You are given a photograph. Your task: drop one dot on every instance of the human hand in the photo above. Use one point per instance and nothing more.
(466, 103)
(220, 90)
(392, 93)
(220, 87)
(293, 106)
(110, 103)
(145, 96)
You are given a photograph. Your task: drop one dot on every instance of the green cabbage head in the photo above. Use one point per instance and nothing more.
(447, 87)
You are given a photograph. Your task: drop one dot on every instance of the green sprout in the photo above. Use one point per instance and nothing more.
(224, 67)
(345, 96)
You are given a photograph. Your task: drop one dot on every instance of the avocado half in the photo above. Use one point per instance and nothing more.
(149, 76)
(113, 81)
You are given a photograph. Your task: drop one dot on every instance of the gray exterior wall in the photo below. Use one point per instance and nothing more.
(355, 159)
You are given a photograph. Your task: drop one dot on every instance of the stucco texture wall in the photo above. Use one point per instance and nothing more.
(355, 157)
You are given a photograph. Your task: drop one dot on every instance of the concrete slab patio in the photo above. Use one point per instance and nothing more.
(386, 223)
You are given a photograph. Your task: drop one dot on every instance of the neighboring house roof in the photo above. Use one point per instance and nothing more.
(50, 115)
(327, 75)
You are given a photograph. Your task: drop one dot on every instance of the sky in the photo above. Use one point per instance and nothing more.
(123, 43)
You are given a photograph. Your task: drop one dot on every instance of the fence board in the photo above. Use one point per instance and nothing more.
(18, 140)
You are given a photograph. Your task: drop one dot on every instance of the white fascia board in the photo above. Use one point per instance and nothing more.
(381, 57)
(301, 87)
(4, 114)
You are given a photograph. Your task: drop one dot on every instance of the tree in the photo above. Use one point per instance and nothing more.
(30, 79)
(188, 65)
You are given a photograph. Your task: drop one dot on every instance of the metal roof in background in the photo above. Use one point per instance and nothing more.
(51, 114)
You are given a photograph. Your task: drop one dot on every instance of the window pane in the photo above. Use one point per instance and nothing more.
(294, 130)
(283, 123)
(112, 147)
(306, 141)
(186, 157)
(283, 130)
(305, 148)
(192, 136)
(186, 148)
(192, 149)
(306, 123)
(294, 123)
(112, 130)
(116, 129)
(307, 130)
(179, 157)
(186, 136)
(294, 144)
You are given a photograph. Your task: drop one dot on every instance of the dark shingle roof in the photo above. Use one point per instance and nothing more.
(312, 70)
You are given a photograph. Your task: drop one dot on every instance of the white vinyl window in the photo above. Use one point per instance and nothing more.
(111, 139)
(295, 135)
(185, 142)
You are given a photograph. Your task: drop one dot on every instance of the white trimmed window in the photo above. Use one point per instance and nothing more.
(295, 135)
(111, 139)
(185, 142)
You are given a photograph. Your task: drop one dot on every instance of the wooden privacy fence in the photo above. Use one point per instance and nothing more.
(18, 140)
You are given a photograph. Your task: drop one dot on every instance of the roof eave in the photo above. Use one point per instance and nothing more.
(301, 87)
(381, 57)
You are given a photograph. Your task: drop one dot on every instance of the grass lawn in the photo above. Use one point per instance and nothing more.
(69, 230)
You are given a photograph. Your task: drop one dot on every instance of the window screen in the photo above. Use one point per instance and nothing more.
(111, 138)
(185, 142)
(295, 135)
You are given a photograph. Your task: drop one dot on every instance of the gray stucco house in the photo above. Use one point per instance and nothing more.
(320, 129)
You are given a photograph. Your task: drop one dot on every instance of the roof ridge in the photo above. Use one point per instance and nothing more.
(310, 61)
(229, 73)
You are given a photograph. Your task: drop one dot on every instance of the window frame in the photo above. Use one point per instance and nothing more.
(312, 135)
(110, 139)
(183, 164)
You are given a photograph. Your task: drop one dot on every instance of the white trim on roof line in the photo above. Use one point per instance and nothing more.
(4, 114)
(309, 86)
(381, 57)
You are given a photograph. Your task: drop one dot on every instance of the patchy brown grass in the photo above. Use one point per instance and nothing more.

# [What needs to be done]
Render the records from the line containing "the white vinyl" through the end of the records, inclusive, as a numbered list, omitting blank lines.

# [Task result]
1. You are given a photograph. Your task: drop one dot on every instance of the white vinyl window in the photo above. Use one point per instance and nothing more.
2. (111, 139)
3. (295, 135)
4. (185, 142)
5. You are given a photograph. Your task: drop one dot on every instance of the white trimmed window in the photo above. Use one point per instance and nothing more.
6. (295, 135)
7. (111, 139)
8. (185, 142)
9. You are given a photograph. Your task: drop one dot on every instance of the wooden privacy fence in the photo above. Use one point per instance and nothing more.
10. (18, 140)
11. You are given a photograph. Your task: drop one dot on every instance of the roof eave in the photo above. Use one point per instance and nothing more.
12. (301, 87)
13. (381, 57)
14. You are given a photograph. Your task: drop one dot on every instance of the grass lawn in the photo above. Use one point per instance and nothing more.
15. (69, 230)
16. You are given a photograph. Your task: drop one dot on every instance of the window screen in the photo above. Use one point per instance and nothing more.
17. (111, 138)
18. (185, 142)
19. (295, 135)
20. You are given a photograph. Your task: drop one dot on every instance of the gray stucco house in the photo above. Use one point per instance and nothing more.
21. (320, 129)
22. You are given a photograph. Your task: drop one dot on every instance of the roof ridge in the photo above. Use one point per instance and nothing more.
23. (310, 61)
24. (229, 73)
25. You are given a photograph. Your task: drop one dot on every instance of the window frame in the photo above. Use one point per instance and nothing more.
26. (312, 135)
27. (110, 139)
28. (183, 164)
29. You are given a photograph. Your task: drop one dot on every instance of the white trim on roof line in the photo above. Use one point per instance and nothing more.
30. (4, 114)
31. (309, 86)
32. (381, 57)
33. You are given a photograph. Your task: drop one dot on every instance of the patchy brown grass in the photo above. Use one point per instance and nothing more.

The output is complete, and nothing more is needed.